══ PROVIDED INFORMATION
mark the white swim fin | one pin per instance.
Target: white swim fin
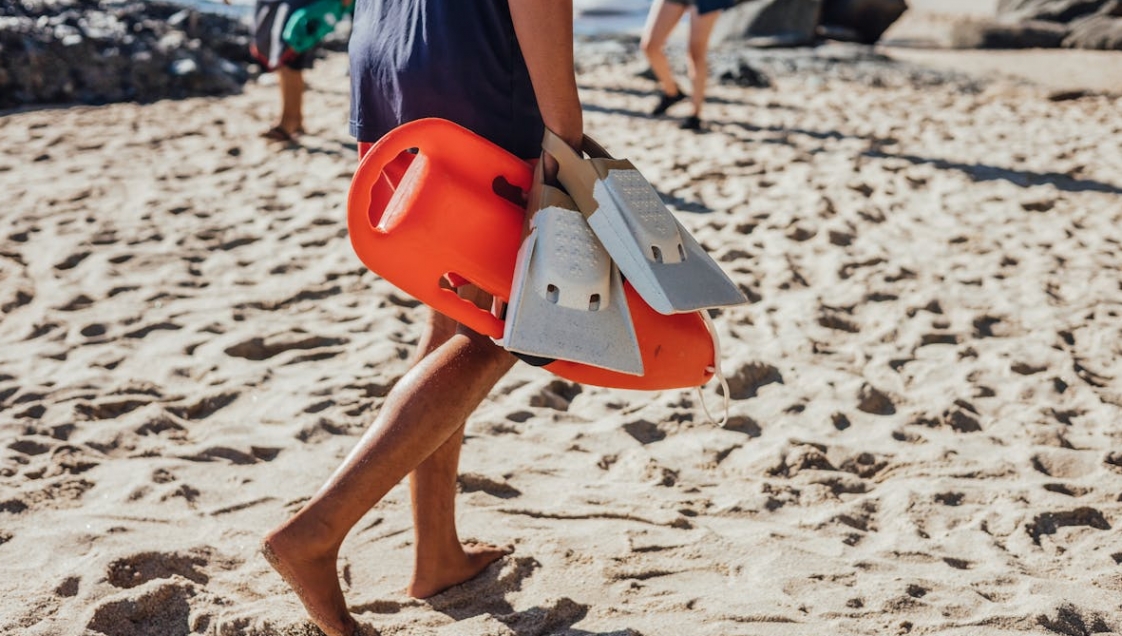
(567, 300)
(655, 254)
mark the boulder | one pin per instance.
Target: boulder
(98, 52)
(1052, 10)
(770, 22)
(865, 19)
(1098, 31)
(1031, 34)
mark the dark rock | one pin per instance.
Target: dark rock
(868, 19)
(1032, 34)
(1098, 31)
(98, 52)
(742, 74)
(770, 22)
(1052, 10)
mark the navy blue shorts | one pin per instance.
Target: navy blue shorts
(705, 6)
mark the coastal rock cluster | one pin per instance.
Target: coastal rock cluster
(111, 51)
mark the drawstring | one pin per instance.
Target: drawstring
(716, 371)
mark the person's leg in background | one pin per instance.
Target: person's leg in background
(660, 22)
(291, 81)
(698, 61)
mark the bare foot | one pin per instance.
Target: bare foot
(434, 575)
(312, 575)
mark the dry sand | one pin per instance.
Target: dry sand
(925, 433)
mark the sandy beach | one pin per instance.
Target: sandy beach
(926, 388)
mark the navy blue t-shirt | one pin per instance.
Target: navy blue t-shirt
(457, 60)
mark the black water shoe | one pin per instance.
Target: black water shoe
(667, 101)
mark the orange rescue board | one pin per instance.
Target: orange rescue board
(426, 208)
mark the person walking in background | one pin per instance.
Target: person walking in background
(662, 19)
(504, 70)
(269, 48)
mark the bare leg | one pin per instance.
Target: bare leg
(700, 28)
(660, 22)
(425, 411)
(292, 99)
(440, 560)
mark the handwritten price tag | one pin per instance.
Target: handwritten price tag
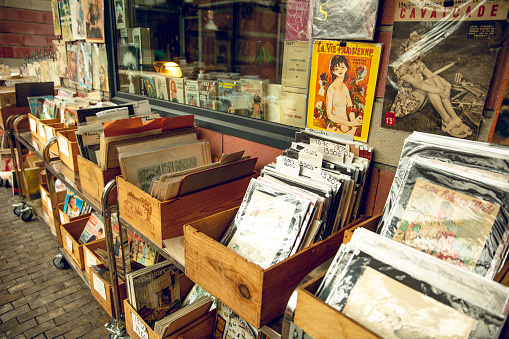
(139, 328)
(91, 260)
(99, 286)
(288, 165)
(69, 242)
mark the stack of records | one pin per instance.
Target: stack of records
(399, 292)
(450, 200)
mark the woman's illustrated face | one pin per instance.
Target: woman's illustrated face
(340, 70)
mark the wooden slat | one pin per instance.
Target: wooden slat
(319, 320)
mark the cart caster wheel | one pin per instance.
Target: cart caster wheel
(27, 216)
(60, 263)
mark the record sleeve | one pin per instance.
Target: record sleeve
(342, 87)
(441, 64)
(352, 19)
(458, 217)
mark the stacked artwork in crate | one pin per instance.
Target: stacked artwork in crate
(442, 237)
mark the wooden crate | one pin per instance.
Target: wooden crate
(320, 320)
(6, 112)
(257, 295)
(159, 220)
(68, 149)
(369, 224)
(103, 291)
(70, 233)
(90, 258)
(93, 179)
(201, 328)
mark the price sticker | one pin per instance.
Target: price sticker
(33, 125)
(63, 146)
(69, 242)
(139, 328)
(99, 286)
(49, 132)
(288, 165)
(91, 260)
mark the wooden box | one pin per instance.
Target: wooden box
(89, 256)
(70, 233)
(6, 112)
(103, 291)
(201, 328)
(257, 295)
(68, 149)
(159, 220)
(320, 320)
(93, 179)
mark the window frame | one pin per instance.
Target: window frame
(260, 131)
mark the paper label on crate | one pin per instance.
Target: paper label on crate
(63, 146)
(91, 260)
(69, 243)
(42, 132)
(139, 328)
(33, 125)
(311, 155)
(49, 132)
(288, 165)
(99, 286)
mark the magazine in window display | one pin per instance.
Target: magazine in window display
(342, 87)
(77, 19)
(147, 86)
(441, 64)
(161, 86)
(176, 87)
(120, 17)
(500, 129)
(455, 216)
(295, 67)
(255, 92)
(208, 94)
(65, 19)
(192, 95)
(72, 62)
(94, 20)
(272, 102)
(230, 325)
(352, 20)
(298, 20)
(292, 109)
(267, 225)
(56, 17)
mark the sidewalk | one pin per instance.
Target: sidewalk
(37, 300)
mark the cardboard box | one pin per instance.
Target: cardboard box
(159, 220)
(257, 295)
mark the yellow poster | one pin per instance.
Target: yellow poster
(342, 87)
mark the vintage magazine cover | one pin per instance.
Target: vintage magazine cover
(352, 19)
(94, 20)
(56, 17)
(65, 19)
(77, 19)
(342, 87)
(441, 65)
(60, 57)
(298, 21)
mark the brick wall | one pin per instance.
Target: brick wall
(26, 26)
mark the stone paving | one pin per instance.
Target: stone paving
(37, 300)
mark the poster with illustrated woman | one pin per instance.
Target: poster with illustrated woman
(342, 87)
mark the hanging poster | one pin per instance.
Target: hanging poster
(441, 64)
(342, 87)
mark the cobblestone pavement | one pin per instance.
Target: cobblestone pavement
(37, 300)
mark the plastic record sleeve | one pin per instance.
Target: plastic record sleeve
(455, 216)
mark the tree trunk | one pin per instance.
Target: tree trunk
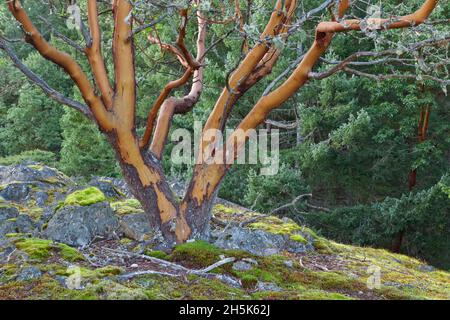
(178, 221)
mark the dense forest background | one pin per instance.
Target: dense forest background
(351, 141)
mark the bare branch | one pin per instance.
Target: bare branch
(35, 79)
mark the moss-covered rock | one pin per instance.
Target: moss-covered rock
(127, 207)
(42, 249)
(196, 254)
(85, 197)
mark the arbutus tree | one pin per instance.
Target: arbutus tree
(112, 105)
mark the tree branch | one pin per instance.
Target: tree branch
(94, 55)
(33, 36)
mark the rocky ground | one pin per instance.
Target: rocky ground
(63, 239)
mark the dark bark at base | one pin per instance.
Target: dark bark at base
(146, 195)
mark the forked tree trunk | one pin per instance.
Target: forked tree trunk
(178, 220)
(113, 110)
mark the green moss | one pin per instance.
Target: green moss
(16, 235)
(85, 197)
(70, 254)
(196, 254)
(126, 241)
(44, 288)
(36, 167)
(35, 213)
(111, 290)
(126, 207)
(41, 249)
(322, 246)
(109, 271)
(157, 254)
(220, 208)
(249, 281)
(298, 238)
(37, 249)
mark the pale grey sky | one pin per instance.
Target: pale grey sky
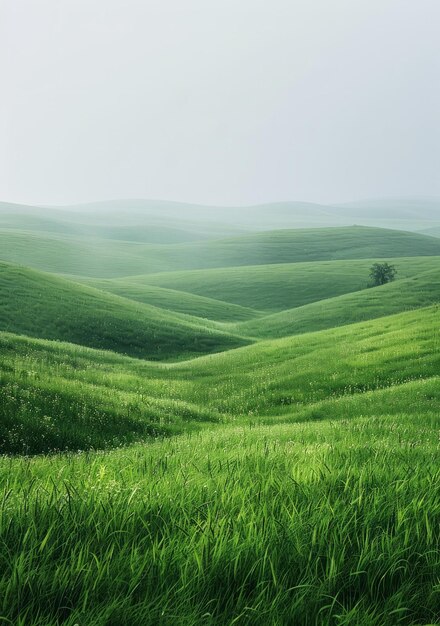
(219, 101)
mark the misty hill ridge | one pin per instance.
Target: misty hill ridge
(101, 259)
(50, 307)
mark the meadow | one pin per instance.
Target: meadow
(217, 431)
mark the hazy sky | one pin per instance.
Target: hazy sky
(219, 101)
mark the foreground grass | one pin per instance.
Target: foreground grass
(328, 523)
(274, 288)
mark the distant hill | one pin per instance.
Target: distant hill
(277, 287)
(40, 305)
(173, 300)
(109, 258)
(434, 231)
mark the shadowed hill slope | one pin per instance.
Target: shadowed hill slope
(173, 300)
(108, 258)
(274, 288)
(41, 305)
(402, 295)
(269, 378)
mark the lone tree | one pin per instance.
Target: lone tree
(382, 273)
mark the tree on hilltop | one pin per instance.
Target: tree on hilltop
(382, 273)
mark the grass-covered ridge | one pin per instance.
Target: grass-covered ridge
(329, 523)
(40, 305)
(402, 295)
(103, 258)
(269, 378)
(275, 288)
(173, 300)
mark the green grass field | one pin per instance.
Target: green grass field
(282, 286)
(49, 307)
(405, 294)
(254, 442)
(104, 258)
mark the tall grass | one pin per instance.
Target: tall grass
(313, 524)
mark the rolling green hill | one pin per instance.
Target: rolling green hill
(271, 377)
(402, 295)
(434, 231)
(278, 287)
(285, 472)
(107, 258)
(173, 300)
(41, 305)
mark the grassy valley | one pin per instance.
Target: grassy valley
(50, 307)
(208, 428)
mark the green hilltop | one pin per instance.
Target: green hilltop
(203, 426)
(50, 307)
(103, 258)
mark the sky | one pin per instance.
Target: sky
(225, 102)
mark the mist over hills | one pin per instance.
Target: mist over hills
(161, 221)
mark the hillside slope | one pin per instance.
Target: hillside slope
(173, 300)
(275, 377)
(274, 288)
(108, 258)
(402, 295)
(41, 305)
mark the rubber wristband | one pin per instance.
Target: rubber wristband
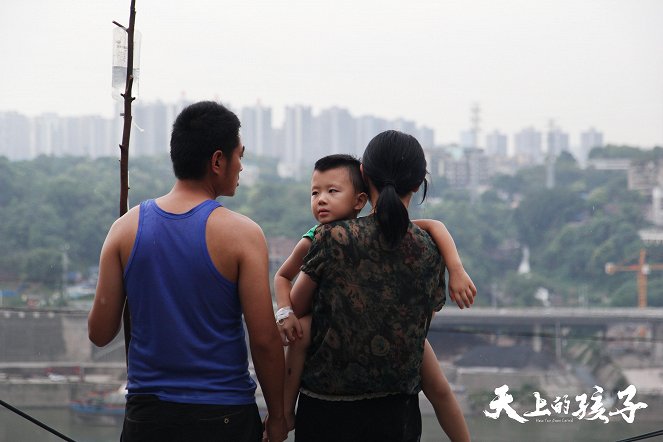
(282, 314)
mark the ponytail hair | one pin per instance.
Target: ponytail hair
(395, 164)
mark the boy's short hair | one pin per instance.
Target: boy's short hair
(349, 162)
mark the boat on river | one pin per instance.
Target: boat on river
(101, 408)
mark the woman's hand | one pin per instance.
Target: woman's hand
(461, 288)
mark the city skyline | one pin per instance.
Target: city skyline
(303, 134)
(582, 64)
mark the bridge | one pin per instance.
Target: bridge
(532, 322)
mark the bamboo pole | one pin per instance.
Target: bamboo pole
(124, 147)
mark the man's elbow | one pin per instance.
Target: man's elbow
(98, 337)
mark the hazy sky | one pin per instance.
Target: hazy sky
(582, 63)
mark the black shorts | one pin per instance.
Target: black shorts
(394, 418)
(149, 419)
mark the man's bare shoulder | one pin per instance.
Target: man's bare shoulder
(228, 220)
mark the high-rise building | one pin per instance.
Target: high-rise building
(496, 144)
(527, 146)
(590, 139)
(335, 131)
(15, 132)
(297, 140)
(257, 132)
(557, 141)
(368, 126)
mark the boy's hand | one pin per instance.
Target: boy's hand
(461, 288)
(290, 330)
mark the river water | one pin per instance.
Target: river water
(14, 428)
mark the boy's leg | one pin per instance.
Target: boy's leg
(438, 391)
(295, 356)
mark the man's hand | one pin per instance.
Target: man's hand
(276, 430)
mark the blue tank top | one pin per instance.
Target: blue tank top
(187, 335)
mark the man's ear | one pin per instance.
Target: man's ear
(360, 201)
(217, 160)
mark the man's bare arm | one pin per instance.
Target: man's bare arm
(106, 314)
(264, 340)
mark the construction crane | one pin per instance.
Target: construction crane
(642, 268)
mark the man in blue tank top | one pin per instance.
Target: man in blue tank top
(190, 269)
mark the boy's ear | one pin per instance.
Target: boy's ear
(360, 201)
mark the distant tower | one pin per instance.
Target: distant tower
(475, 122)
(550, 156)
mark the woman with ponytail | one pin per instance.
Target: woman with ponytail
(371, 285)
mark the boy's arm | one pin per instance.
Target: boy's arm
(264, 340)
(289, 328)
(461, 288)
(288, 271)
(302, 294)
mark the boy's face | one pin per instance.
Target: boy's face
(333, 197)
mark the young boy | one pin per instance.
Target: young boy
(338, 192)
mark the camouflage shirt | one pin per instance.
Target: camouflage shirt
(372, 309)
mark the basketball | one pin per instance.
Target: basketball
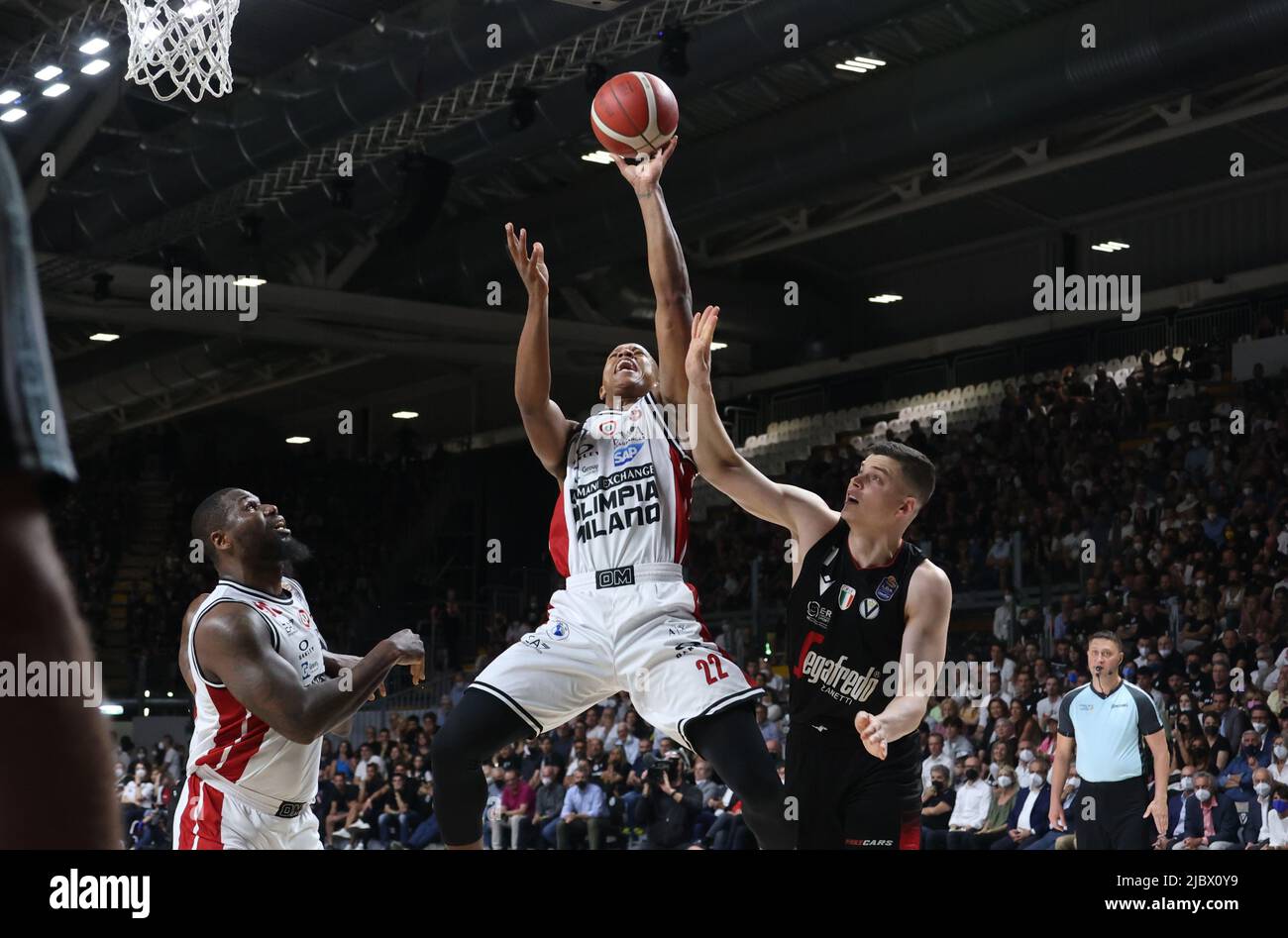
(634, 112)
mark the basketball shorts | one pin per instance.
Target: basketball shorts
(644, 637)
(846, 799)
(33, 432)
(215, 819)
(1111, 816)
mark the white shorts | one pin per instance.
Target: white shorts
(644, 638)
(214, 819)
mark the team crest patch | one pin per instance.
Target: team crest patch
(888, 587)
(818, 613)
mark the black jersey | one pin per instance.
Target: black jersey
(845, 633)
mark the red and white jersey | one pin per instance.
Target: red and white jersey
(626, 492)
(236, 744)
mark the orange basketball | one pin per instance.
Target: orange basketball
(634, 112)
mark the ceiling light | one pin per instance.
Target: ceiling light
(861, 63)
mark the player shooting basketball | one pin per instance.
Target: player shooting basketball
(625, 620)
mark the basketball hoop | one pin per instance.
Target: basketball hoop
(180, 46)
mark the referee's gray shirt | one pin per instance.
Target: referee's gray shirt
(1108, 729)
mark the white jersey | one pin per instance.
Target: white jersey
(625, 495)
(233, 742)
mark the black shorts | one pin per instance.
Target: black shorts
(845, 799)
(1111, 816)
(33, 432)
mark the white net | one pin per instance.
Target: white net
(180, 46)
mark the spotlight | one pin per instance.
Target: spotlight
════
#### PROBLEM TO SOLVE
Swap "ceiling light" for "overhead lamp" in the listing, from the line containing "mark the white shorts | one pin per instance." down to the line containing "(1108, 729)", and give only those lines back with nothing else changed.

#### RESULT OF THIS EXERCISE
mark the white shorts | one pin per instance.
Target: white shorts
(644, 638)
(214, 819)
mark the team crest patch | one pin per instance.
Target: team crest patch
(888, 587)
(818, 613)
mark the black jersey | one pin per instance.
Target: black jersey
(845, 633)
mark the red and white jersey | one pin per instance.
Target: red and white jersey
(626, 492)
(236, 744)
mark the orange basketball | one pin per instance.
Target: orange basketball
(634, 112)
mark the overhead lamp | one pin per instance.
Target: overhead lamp
(861, 63)
mark the player shooting basketball | one pin per instance.
Target: player shooting basketball
(625, 620)
mark the basketball hoop | one pin per instance.
Target: basketball hoop
(180, 46)
mark the referee's gray shirt | one pin per instance.
Target: referee's gray shirt
(1108, 729)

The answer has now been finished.